Directions: In the listing below, locate the line containing "# test: mark the grass" and the line containing "# test: mark the driveway, one". Output both of them and every line between, exactly as written, and nothing more.

Entries shown:
-------------------------
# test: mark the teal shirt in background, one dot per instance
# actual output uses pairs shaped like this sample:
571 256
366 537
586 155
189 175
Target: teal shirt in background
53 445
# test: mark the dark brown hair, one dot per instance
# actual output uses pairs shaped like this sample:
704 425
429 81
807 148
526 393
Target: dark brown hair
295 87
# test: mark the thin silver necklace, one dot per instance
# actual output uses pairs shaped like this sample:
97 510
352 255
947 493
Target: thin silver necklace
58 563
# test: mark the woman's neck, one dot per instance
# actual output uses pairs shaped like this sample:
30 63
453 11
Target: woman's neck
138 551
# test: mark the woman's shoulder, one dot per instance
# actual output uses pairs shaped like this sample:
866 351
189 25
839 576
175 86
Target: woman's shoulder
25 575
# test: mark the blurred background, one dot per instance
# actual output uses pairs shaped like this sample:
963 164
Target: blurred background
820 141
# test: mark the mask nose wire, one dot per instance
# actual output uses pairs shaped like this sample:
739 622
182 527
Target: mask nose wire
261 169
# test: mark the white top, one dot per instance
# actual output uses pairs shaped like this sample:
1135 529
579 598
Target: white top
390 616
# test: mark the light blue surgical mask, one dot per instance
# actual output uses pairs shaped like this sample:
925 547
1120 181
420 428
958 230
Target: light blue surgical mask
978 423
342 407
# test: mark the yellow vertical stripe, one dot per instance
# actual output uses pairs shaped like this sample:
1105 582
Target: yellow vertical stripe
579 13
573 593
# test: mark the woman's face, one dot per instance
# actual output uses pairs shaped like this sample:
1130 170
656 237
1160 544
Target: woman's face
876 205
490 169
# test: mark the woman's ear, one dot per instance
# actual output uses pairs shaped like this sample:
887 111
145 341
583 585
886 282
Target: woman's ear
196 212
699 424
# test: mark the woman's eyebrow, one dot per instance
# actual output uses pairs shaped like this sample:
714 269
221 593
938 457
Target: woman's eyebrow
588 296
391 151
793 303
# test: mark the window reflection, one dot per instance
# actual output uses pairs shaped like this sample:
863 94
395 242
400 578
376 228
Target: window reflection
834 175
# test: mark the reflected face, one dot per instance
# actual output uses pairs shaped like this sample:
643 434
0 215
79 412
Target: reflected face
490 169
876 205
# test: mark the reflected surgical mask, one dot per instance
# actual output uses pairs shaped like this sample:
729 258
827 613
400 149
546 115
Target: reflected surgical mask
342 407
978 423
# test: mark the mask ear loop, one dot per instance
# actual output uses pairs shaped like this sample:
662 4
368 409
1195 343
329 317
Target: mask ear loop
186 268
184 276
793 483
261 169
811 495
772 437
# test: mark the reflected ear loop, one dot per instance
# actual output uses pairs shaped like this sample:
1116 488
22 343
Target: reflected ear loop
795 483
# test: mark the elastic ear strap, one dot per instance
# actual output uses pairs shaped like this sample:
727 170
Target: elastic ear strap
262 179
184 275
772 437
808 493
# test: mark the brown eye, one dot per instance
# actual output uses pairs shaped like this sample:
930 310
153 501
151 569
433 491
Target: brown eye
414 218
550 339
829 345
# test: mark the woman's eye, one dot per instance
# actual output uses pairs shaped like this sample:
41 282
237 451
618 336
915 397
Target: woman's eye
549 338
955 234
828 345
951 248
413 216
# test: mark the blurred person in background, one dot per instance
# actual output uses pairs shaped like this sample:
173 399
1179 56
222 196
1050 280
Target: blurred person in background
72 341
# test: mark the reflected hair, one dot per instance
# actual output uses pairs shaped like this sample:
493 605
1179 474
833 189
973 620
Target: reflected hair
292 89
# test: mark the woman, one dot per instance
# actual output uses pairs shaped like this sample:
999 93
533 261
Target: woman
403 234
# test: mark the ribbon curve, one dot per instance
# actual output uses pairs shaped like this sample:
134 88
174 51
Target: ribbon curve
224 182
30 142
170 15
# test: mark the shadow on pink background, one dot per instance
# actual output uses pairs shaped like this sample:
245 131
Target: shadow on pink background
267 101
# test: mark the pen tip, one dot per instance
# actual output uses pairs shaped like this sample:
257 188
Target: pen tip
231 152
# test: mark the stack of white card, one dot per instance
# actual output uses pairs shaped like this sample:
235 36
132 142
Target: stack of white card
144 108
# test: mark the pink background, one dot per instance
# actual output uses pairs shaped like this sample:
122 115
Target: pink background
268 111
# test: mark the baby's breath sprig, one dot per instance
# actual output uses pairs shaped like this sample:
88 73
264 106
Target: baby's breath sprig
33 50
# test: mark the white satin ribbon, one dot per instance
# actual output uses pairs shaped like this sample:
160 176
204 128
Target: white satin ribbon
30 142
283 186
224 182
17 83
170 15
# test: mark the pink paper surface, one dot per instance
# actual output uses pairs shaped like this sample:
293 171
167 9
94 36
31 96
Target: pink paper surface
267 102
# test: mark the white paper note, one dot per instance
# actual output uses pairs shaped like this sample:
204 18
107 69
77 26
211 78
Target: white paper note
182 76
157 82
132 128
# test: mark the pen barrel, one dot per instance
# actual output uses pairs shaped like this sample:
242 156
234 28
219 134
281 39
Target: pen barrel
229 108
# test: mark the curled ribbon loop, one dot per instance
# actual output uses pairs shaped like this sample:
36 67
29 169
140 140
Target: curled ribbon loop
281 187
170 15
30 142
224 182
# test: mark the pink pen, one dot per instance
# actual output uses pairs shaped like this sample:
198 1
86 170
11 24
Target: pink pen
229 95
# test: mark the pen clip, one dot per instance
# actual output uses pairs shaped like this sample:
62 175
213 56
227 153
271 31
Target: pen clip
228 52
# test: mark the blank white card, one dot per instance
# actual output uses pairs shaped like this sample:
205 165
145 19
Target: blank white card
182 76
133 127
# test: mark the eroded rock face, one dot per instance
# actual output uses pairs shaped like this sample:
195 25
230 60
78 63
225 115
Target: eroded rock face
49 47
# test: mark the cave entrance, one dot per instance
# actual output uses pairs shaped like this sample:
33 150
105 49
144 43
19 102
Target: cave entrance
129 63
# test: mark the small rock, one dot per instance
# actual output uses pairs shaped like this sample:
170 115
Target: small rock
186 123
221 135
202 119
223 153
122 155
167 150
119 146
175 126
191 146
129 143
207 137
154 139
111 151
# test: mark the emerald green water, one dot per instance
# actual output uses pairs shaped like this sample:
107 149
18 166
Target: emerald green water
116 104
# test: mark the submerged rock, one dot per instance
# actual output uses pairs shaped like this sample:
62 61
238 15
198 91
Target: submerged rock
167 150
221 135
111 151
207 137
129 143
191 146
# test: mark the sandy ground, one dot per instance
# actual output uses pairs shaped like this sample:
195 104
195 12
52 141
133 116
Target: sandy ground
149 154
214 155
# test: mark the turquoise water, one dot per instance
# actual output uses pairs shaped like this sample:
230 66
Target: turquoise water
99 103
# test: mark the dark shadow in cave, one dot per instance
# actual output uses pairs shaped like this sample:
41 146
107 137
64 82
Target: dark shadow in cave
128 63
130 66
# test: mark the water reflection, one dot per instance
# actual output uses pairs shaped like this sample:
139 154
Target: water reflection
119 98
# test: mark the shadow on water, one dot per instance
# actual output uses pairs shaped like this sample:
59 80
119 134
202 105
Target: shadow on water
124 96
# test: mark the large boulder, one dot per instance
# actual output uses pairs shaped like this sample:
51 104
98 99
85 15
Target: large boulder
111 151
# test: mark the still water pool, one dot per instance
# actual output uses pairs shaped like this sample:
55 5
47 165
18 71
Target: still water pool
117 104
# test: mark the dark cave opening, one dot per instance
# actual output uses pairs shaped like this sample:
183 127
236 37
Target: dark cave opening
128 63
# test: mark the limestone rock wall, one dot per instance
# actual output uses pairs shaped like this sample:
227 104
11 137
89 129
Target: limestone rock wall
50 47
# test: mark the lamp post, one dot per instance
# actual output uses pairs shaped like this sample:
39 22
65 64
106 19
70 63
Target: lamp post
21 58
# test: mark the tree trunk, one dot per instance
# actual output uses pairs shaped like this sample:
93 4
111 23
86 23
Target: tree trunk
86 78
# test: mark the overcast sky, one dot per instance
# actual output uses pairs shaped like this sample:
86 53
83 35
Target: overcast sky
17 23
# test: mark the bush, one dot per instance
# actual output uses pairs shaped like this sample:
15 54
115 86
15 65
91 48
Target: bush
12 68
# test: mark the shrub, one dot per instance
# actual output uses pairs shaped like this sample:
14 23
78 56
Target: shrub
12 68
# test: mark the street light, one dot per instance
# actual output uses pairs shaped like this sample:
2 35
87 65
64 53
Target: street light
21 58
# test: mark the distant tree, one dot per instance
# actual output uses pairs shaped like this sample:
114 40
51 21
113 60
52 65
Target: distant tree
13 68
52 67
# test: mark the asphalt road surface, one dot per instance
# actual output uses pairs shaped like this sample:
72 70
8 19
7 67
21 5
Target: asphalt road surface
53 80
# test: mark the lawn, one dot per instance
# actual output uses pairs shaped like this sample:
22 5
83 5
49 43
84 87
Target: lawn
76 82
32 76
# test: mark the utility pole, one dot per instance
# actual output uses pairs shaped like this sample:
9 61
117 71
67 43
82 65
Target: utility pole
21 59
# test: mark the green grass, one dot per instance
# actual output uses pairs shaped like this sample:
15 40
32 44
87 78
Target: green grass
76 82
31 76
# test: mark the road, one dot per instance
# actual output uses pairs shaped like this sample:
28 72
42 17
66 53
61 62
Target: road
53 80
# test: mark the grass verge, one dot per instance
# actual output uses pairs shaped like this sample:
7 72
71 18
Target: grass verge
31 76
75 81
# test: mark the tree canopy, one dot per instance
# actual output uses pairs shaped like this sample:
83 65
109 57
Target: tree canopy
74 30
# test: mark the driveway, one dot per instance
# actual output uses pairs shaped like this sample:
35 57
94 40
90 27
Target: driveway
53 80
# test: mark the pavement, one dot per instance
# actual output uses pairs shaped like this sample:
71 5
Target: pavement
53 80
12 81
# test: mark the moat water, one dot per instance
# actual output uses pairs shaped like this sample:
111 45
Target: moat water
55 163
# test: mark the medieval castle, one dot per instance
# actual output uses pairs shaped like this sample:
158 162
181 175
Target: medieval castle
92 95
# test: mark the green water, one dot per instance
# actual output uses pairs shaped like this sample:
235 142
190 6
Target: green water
-------------------------
Written response:
# test: mark the grass verge, one dot per instance
# actual output uses pairs shaped like this sample:
7 72
71 18
Target: grass verge
31 76
75 81
# test: mark the tree canopy, one dot per instance
# actual output uses pairs shaped like this sample:
83 65
109 57
Target: tree canopy
74 30
# test: mark the driveway, one dot per instance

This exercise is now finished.